There is also some confusion here as to what is a coat of arms and what is a shield, as there are distinct differences. A coat of arms was awarded to a individual - there is no such thing in heraldry as a 'family coat of arms' - and usually included the shield, helm, crest, mantling, motto and supporters (if enobled to a high enough rank).

The shield is what's shown on the French entry only, it is not the crest which was the very distinguishing feature as the shield usually carried on many features from the last generation, unless quartered, combined or flagged.

The Templar Grand Masters did sometimes incorporate Templar devices into their arms, as some were lower ranks and then knighted for their exploits in the Crusades - they could then choose their arms design.

Having said that, the official records do not agree with all the entries on the French entry as they appear to have been pulled from an 'alternative' website about the Templars where much non-proven content has been included.

Lord Knowle 09:47, 14 March 2007 (UTC)Reply

Hello,
I'm Messire Hephgé and I take part in the project: Knight Templars on the french wikipedia.
After many research, it appeared that the KT Grand Masters had coat of arms.

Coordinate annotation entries
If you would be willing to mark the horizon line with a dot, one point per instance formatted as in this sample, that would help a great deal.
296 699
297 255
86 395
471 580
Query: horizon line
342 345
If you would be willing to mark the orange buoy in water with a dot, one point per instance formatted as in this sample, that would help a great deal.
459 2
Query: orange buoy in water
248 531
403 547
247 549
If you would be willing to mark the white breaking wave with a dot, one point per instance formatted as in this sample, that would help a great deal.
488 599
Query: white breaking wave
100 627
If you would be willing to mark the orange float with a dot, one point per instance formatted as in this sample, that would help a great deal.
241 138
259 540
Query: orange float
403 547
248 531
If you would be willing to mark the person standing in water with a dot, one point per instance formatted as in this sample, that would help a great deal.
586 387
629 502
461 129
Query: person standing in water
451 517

**PROBLEM**
Write out everything in the heraldry discussion from "There is also" down to "their arms design.". You will not need the lines.

**SOLUTION FOR THIS TASK**
There is also some confusion here as to what is a coat of arms and what is a shield, as there are distinct differences. A coat of arms was awarded to a individual - there is no such thing in heraldry as a 'family coat of arms' - and usually included the shield, helm, crest, mantling, motto and supporters (if enobled to a high enough rank).

The shield is what's shown on the French entry only, it is not the crest which was the very distinguishing feature as the shield usually carried on many features from the last generation, unless quartered, combined or flagged.

The Templar Grand Masters did sometimes incorporate Templar devices into their arms, as some were lower ranks and then knighted for their exploits in the Crusades - they could then choose their arms design.